**EXERCISE REQUIREMENTS:**
Instruction for the entries that follow: retype exactly the lines from the line with "Target: island countertop" to the line with "Would you mind pinning the pendant light cord", both included, and omit all others.

Entries taken from a collection:
# # # # # # #
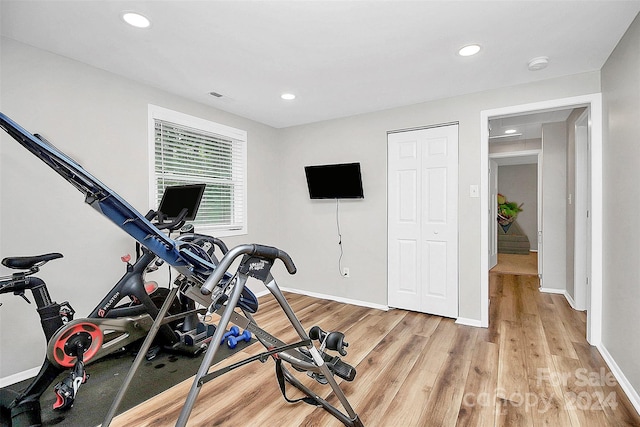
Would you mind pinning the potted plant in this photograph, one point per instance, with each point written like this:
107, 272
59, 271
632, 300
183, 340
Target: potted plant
507, 212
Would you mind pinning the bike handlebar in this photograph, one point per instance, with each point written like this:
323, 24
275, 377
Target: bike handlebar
268, 252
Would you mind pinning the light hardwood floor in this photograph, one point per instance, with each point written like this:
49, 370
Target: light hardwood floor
531, 367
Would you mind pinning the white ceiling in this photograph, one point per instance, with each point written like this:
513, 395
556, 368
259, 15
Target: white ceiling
340, 58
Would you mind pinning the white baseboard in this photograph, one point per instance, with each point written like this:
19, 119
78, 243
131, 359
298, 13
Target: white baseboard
626, 386
337, 299
20, 376
553, 291
468, 322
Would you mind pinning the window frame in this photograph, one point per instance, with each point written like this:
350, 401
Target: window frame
160, 113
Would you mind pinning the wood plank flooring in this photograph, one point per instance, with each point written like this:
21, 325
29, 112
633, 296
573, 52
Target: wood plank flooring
532, 367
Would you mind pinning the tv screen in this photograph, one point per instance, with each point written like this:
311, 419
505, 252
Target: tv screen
340, 181
177, 197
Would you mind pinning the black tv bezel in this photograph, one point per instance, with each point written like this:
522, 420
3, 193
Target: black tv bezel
192, 210
313, 193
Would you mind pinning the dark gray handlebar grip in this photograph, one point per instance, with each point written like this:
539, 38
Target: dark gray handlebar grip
273, 253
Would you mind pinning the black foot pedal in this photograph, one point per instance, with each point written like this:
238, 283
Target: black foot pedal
342, 369
335, 365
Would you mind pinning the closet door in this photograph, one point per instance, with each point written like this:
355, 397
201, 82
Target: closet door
423, 220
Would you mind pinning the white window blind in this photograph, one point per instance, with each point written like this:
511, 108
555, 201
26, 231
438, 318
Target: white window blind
184, 154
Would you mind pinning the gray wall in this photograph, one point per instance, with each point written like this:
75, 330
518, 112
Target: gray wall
99, 119
519, 184
311, 224
621, 175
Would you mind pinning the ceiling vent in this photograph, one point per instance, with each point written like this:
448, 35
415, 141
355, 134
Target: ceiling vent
538, 63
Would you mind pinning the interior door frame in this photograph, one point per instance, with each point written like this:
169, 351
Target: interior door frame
594, 104
539, 231
581, 206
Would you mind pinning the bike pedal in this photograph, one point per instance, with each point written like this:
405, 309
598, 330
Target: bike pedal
342, 369
318, 377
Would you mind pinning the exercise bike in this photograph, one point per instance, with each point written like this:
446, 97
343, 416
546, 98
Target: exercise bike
123, 317
212, 285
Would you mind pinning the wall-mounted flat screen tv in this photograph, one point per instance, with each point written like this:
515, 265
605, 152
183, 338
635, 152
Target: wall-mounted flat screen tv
339, 181
178, 197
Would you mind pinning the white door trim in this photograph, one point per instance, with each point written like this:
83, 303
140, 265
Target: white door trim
594, 102
581, 207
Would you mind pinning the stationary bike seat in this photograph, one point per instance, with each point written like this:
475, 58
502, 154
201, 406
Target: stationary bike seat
27, 262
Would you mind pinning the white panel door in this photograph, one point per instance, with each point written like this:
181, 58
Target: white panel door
423, 220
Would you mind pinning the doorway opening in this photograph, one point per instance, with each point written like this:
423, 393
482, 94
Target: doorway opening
593, 105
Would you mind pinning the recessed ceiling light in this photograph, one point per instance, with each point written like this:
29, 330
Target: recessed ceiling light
136, 20
469, 50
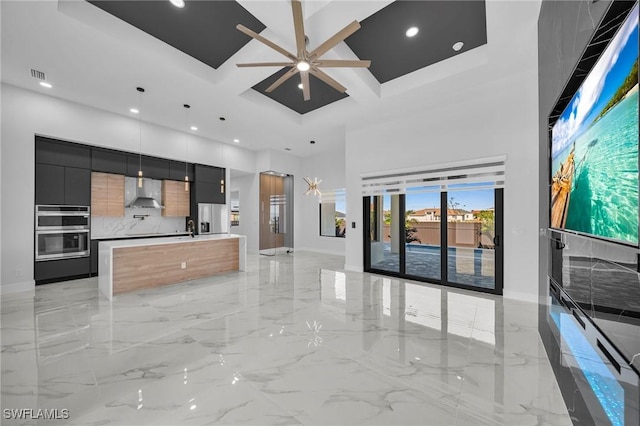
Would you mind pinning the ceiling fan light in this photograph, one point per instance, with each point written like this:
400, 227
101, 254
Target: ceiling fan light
411, 32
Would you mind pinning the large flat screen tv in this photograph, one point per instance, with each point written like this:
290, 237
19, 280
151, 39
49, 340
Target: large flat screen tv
594, 146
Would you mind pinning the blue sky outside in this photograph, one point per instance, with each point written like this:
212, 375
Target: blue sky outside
607, 75
479, 199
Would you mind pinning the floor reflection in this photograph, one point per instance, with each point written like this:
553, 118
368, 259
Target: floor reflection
294, 340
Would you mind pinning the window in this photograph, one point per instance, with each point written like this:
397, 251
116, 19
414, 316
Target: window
333, 210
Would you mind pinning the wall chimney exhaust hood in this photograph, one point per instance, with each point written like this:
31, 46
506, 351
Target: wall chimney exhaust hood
144, 196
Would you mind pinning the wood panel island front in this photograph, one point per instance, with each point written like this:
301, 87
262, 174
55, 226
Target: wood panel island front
130, 265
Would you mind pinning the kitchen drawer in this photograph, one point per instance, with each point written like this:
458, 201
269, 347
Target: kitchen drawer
61, 270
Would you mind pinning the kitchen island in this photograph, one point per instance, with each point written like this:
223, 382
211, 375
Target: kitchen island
130, 265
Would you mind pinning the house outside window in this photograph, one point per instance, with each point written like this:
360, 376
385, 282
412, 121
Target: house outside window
333, 210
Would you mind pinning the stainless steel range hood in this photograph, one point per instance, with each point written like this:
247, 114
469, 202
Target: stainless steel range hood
144, 196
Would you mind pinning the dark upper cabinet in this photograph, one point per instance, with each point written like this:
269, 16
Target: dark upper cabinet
205, 192
177, 170
155, 168
206, 173
49, 184
51, 151
77, 186
108, 161
210, 186
62, 185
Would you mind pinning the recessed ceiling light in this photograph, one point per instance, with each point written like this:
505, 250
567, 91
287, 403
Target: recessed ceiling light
411, 32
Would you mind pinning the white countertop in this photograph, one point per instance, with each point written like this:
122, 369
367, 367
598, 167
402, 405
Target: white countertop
106, 251
138, 242
133, 236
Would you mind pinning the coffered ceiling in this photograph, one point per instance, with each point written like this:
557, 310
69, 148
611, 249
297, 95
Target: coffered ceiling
97, 52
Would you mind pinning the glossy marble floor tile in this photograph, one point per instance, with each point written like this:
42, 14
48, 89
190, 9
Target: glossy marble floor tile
294, 340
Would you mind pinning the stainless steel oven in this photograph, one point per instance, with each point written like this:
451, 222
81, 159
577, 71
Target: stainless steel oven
62, 217
62, 232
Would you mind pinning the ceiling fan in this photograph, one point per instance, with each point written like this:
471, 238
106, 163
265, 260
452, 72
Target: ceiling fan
305, 62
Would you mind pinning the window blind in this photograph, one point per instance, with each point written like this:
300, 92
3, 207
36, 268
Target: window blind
464, 175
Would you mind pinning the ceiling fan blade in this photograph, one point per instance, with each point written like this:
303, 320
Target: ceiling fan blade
263, 40
298, 25
266, 64
335, 39
286, 76
306, 90
330, 81
333, 63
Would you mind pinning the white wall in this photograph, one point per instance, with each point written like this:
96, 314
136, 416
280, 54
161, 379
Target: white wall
26, 113
330, 167
249, 190
487, 111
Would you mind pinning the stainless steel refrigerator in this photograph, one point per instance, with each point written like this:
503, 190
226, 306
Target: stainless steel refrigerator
213, 218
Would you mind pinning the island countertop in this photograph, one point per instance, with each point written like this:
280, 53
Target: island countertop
130, 265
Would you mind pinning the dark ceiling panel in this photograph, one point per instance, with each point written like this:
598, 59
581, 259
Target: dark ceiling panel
441, 23
289, 95
205, 30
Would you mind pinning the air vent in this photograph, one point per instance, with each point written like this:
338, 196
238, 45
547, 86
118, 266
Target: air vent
38, 74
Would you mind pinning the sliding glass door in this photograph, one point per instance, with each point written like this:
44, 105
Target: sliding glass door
423, 235
450, 237
384, 214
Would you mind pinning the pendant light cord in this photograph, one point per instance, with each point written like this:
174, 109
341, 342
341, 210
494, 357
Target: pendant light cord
186, 139
140, 91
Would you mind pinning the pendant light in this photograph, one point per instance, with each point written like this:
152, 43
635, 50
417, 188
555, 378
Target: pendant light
140, 92
222, 132
186, 146
313, 184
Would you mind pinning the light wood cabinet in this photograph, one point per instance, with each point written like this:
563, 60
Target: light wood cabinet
175, 198
107, 194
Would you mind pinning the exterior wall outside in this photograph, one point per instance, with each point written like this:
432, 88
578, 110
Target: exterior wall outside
488, 110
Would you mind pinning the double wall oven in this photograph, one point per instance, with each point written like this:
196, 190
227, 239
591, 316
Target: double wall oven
62, 232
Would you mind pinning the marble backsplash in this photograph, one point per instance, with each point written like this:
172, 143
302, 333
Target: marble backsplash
147, 221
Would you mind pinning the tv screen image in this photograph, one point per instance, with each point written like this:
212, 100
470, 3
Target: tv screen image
594, 146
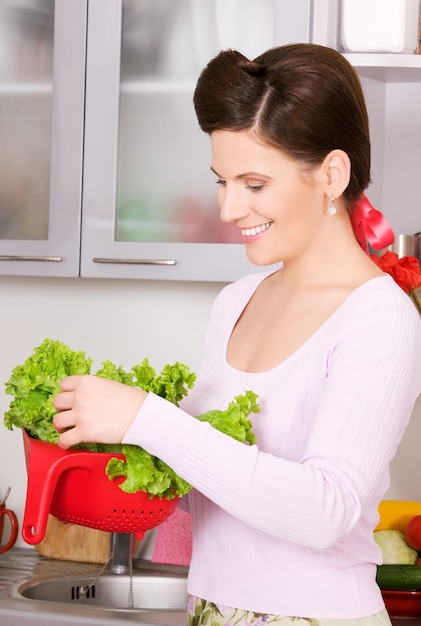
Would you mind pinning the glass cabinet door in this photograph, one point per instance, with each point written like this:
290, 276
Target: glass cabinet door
42, 69
149, 199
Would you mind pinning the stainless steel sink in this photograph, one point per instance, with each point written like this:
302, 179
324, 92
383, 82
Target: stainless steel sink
142, 592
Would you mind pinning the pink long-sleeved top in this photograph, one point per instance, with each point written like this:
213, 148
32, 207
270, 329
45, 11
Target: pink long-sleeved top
286, 526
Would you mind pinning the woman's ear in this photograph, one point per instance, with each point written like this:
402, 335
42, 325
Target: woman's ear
337, 172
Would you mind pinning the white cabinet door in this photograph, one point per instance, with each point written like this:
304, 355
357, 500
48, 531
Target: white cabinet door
42, 78
149, 199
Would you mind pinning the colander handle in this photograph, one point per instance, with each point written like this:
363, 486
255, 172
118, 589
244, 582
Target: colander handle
42, 483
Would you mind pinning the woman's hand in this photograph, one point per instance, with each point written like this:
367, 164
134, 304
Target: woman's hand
94, 409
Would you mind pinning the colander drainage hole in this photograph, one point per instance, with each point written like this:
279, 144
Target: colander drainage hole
83, 592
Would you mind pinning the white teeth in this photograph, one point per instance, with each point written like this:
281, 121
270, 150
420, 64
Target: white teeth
249, 232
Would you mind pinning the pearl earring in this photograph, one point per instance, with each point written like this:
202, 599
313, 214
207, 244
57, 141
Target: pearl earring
332, 209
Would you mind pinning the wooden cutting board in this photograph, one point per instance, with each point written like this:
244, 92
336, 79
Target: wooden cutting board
70, 542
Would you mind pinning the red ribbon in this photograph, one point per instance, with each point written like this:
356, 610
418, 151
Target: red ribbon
370, 225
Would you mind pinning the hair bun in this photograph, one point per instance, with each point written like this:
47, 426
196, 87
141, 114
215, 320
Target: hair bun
252, 68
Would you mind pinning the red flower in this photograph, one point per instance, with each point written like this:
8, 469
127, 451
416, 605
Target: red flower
405, 271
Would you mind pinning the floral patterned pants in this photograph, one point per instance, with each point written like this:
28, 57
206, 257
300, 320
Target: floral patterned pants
203, 613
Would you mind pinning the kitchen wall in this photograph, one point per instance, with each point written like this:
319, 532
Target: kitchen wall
125, 321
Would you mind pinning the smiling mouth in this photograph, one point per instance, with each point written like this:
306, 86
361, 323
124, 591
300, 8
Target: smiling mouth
255, 230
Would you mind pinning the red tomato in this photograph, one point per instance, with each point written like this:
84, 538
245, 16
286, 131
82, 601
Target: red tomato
413, 533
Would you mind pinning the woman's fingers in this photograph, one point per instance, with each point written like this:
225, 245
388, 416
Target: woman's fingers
94, 409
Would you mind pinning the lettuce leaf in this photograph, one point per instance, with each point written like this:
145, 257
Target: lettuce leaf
35, 383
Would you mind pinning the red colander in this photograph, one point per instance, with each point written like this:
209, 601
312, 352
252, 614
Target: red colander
72, 485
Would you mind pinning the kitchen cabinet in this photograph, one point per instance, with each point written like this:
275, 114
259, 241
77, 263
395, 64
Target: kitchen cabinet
149, 200
118, 170
146, 208
42, 44
392, 86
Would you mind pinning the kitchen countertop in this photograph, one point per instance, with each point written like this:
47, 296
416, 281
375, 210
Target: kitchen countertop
19, 565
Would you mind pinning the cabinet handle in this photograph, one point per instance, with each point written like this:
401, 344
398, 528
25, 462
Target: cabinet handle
21, 257
135, 261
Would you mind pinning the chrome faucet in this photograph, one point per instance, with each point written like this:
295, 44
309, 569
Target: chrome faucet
121, 553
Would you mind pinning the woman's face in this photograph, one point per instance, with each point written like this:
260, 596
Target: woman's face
276, 205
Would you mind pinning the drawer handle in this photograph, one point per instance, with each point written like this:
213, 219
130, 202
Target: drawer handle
135, 261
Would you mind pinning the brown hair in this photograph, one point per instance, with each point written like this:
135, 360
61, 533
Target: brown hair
303, 99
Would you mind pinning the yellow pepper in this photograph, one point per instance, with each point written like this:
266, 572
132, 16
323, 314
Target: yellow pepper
395, 514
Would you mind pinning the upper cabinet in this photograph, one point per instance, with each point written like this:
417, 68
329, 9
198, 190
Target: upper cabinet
392, 86
114, 181
104, 171
42, 82
149, 198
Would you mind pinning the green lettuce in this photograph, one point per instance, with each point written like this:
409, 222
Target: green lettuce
35, 383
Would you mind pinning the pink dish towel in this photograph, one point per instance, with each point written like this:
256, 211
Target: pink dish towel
173, 540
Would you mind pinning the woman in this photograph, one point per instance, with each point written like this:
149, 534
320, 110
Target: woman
283, 530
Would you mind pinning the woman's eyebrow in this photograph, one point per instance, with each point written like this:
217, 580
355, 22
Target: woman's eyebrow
240, 176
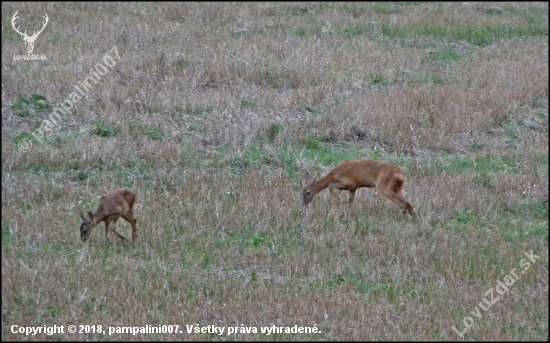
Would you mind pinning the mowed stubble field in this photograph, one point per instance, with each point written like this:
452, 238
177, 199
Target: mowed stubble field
213, 113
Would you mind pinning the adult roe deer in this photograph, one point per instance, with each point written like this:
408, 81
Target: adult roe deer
350, 175
118, 203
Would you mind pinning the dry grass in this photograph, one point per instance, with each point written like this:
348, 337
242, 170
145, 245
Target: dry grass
212, 115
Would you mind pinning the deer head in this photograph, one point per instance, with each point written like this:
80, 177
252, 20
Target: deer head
29, 40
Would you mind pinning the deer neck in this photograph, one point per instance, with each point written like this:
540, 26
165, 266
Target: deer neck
319, 185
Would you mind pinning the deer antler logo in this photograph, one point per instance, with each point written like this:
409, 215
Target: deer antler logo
29, 40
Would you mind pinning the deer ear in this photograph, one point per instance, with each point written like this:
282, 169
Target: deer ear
307, 179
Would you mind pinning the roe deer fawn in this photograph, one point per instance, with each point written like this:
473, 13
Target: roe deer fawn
350, 175
118, 203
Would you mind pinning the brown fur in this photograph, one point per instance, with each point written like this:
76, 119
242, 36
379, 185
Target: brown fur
350, 175
118, 203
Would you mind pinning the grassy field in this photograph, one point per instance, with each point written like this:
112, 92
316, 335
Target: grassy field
212, 112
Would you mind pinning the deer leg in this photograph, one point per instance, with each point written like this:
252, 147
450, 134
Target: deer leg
129, 217
401, 202
113, 229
# # # # # # #
**RESPONSE TO THIS TASK:**
Target: island countertop
130, 265
Would you mind pinning the dark ceiling panel in this photograph, one point per instance, with each point written like this:
598, 59
581, 259
Target: dark ceiling panel
441, 23
289, 95
205, 30
Would you mind pinning the air vent in this photograph, one point per instance, with each point written like this:
338, 196
238, 45
547, 86
118, 266
Target: air vent
38, 74
Would you mind pinning the sliding glass door in this photograph, one point per instance, with each point written like this:
44, 105
Target: sliding glass door
423, 235
450, 237
384, 214
Would you mind pinning the pendant light cord in this photograph, one point per instance, with each point written like this:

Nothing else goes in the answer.